Description of the task | When you copy the data, keep every word exactly as it is and leave the pictures out.

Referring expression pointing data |
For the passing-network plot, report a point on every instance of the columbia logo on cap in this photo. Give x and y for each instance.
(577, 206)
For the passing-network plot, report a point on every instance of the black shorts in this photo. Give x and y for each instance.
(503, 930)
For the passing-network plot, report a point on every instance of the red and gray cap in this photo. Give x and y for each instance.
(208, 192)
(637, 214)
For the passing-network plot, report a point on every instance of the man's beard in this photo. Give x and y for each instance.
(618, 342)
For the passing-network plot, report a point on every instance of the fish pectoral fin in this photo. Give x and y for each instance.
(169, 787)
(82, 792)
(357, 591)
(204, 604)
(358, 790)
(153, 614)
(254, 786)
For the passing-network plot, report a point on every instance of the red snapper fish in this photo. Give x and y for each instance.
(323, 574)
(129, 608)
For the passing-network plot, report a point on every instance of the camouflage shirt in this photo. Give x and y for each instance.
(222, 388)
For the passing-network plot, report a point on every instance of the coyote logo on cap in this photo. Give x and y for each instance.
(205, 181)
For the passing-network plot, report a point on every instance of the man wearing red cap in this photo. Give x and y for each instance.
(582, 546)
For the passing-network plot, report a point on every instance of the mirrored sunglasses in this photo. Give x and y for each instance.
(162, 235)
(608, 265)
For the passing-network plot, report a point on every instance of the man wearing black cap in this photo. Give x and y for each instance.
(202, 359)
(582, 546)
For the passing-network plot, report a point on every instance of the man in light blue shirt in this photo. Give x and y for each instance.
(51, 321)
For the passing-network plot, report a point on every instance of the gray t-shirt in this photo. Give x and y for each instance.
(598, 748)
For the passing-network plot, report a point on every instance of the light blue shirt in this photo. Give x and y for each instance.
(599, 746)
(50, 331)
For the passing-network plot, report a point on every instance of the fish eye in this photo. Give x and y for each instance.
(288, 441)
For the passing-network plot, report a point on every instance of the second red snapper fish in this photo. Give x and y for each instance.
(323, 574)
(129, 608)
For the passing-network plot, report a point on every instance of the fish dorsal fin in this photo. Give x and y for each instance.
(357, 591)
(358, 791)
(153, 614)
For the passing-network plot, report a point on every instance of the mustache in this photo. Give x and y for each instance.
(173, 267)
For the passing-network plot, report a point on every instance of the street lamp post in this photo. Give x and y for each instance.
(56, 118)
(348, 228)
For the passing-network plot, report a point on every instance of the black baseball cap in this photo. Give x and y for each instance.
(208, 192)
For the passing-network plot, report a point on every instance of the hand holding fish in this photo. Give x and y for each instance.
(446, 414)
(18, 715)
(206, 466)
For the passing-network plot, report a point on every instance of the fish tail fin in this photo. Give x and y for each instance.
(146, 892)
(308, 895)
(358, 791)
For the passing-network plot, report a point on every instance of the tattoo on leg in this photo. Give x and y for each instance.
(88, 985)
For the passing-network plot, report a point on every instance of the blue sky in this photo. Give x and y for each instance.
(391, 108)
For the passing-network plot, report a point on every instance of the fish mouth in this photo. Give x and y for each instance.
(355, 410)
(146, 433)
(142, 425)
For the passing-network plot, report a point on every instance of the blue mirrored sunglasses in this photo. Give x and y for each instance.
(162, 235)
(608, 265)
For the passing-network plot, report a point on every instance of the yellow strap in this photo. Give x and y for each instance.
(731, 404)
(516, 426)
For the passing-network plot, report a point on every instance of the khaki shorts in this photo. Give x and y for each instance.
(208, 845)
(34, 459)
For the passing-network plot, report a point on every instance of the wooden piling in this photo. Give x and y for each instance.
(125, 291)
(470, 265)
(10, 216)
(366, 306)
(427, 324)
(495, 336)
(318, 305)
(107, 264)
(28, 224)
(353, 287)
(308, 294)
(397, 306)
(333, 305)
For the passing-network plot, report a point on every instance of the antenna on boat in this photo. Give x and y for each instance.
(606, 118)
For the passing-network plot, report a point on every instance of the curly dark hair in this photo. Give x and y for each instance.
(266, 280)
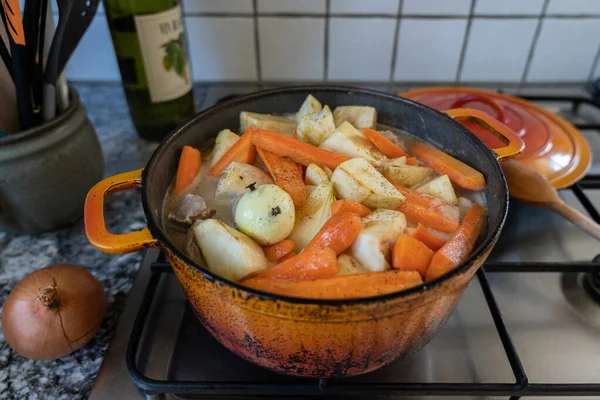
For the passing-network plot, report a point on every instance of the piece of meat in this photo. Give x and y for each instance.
(191, 208)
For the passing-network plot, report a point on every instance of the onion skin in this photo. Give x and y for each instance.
(53, 312)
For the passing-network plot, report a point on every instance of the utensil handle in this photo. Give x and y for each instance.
(585, 223)
(513, 142)
(95, 225)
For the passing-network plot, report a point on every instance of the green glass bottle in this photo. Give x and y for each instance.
(149, 40)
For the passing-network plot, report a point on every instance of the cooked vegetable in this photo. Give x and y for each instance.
(429, 211)
(422, 234)
(409, 254)
(341, 287)
(315, 175)
(223, 142)
(338, 233)
(349, 141)
(405, 175)
(242, 151)
(348, 265)
(459, 173)
(286, 174)
(312, 264)
(266, 214)
(412, 161)
(384, 145)
(347, 205)
(379, 231)
(266, 121)
(53, 311)
(277, 251)
(459, 246)
(236, 180)
(310, 106)
(440, 187)
(189, 167)
(358, 180)
(228, 252)
(190, 208)
(298, 151)
(464, 205)
(316, 127)
(311, 217)
(359, 116)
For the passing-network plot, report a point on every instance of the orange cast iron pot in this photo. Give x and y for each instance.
(303, 337)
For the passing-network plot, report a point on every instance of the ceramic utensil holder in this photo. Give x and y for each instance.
(46, 172)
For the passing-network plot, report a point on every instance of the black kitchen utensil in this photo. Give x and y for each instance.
(11, 17)
(74, 17)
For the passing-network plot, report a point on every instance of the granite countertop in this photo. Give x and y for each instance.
(71, 377)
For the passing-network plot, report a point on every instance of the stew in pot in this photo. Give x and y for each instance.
(324, 204)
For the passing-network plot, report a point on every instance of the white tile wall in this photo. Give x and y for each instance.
(497, 49)
(222, 49)
(437, 7)
(217, 6)
(429, 49)
(360, 49)
(365, 6)
(565, 50)
(360, 37)
(291, 48)
(94, 58)
(508, 7)
(291, 6)
(574, 7)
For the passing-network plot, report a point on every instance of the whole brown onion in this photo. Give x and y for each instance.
(53, 312)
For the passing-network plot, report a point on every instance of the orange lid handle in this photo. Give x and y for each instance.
(514, 144)
(95, 225)
(501, 114)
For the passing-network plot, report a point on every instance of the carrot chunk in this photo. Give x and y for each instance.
(340, 287)
(459, 246)
(302, 153)
(189, 166)
(459, 173)
(277, 251)
(319, 263)
(422, 234)
(409, 254)
(428, 210)
(243, 151)
(338, 233)
(347, 205)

Task result |
For the passing-network plot, report a point on every instance of the columbia logo on cap in this photo. Give x and y for each instance.
(577, 206)
For the passing-network plot, report a point on every instance of the black shorts in this photo. Give x and y for each instance.
(503, 930)
For the passing-network plot, report a point on every instance of the red and gray cap in this photo. Give x and y for each instance.
(208, 192)
(637, 214)
For the passing-network plot, report a point on every instance of the man's beard in this photo. Give x and y for each instance.
(618, 342)
For the passing-network plot, report a point on every instance of the fish pectoral fin in this photo. Give x and y for each instance.
(169, 787)
(82, 792)
(357, 591)
(204, 604)
(358, 790)
(153, 614)
(254, 786)
For the passing-network plot, report a point on every instance of the red snapper fish in this photo. Give x and y for each instance.
(323, 574)
(129, 608)
For the passing-network plot, report a point on every instance of the camouflage shirt in this photo. Give x and y for each instance.
(222, 388)
For the passing-network plot, report a point on every instance of the coyote logo on cap in this photo. Give x and y for each instance.
(205, 181)
For the passing-network plot, report a point on every instance of the man wearing red cap in this photo. Give x and y for each instance.
(582, 546)
For the passing-network plot, report a point on every instance of the mirrored sunglasses in this photo. Give x and y for each instance.
(162, 235)
(608, 265)
For the passing-network plot, report a point on every instance of the man wearing black cap in this photo. Give x and y for each instance.
(202, 359)
(582, 546)
For the passing-network plot, report a point on every instance of the man in light blue shirt in this photo. Give x and y for each instance.
(51, 321)
For the passing-network plot, report a point on every instance of the gray t-shirt in this photo. Give x and y for each instance.
(598, 748)
For the passing-network plot, report a point on every instance of the light blue shirt in this photo. Give x and y for each instance.
(599, 746)
(50, 331)
For the passing-network plot, report a point on every instance of the fish eye in this photo. Give x and y for each instance.
(288, 441)
For the passing-network plot, report a point on every instance of the second red snapper fish in this photo. Give x and y for each instance.
(323, 574)
(129, 608)
For the passing-network plot, report a point on every instance of the fish dorsal fin in this photo. Give x and y for each instance.
(357, 591)
(358, 791)
(153, 614)
For the passing-network plot, report a point on every instance of the mustache in this photo. Give x and y for each instance.
(173, 267)
For the passing-network plot, report a point on every instance of the street lamp post in this photo. Give x and y for each instance.
(56, 118)
(348, 228)
For the passing-network plot, report a point on every instance of the black baseball cap in this photo. Give x and y for each instance.
(208, 192)
For the passing-network plot, report a point on every instance of the hand holding fish in this photo. Give x and y for each instance.
(446, 414)
(18, 715)
(206, 466)
For the passing-network plot, report a point on every instance of the fish tail fin in this photo. Give x and y for each instance.
(146, 892)
(308, 895)
(358, 791)
For the passing-network plot, report a point on every instance of the tattoo on leg in this photo. Give x and y for each instance.
(88, 985)
For the passing-network plot, report a point on every instance of the blue sky in this photo. Give x and y for each instance.
(391, 108)
For the passing-network plot, report a point on every instance of the fish mouth in this photo. Give x and y for each instance.
(355, 410)
(146, 433)
(142, 425)
For the passing-network plot, report a point on every instance of the blue mirrored sunglasses in this photo. Give x and y for each instance.
(162, 235)
(608, 265)
For the passing-network plot, report a point on every instance of the yellow strap in this photo. Give x and y for each instance.
(731, 404)
(516, 426)
For the passing-network plot, report a point on every instance of the khaki shorts in this photo. Give x and y for each instance.
(208, 845)
(34, 459)
For the passing-network plot, report a point on every instance of the wooden piling in this photo. Give x and y for each instance.
(125, 291)
(470, 265)
(10, 216)
(366, 306)
(427, 324)
(495, 336)
(318, 305)
(107, 264)
(28, 224)
(353, 287)
(308, 294)
(397, 306)
(333, 305)
For the passing-network plot, report a point on every instance of the antenna on boat in this photo. Give x and y for each instance.
(606, 118)
For the passing-network plot, report a point on every instance of the curly dark hair in this photo. Give x and y for each instance.
(266, 280)
For the passing-network plot, report a point on every instance of the piece of meat in this photo. Give x and y for each instance.
(191, 208)
For the passing-network plot, report a point on every instance of the onion skin in this photo. Give x and y for each instance.
(53, 312)
For the passing-network plot, report a point on every instance of the utensil handle in this photo. Give x and y for each instance.
(585, 223)
(513, 142)
(95, 225)
For the passing-network plot, report a point on every instance of the green glass bottle in this photo. Give x and y for each instance.
(149, 40)
For the passing-network plot, report a point on every instance of the cooked vegetable in this photo. Give x and y for each instance.
(429, 211)
(422, 234)
(409, 254)
(341, 287)
(315, 175)
(223, 142)
(338, 233)
(349, 141)
(405, 175)
(242, 151)
(348, 265)
(459, 173)
(286, 174)
(312, 264)
(266, 214)
(412, 161)
(384, 145)
(347, 205)
(379, 231)
(266, 121)
(53, 311)
(277, 251)
(459, 246)
(236, 180)
(310, 106)
(440, 187)
(189, 167)
(358, 180)
(228, 252)
(190, 208)
(298, 151)
(464, 205)
(316, 127)
(311, 217)
(359, 116)
For the passing-network plot, report a point on every instance of the orange cast iron pot in this photo. Give x and y for each instance.
(303, 337)
For the passing-network plot, report a point on every instance of the ceramic utensil holder in this photo. Give x and y for each instance.
(46, 172)
For the passing-network plot, report a point on every instance of the black kitchen utensil in this photo. Give x and y for each instance.
(11, 17)
(74, 17)
For the passing-network plot, report a point on every instance of the granite countertop in this photo. Give x and y for each instance.
(71, 377)
For the passing-network plot, report a point on every instance of the stew in pot in this photo. Give x and y for each instance.
(324, 204)
For the passing-network plot, report a point on every instance of the white tile wall in this photo. Give x and y for each instance.
(497, 49)
(222, 49)
(437, 7)
(217, 6)
(429, 49)
(360, 49)
(365, 6)
(565, 50)
(360, 37)
(291, 48)
(94, 58)
(508, 7)
(291, 6)
(574, 7)
For the passing-network plot, report a point on every instance of the whole brown onion in this photo. Give x and y for each instance.
(53, 312)
For the passing-network plot, report a point on every instance of the orange lid handle in this photo. Give x and y for each instance.
(514, 144)
(95, 225)
(501, 114)
For the passing-network plot, report a point on every instance of the carrot chunk in this photo. Give x and y for each instance.
(340, 287)
(459, 246)
(302, 153)
(189, 166)
(459, 173)
(277, 251)
(319, 263)
(422, 234)
(409, 254)
(428, 210)
(243, 151)
(338, 233)
(347, 205)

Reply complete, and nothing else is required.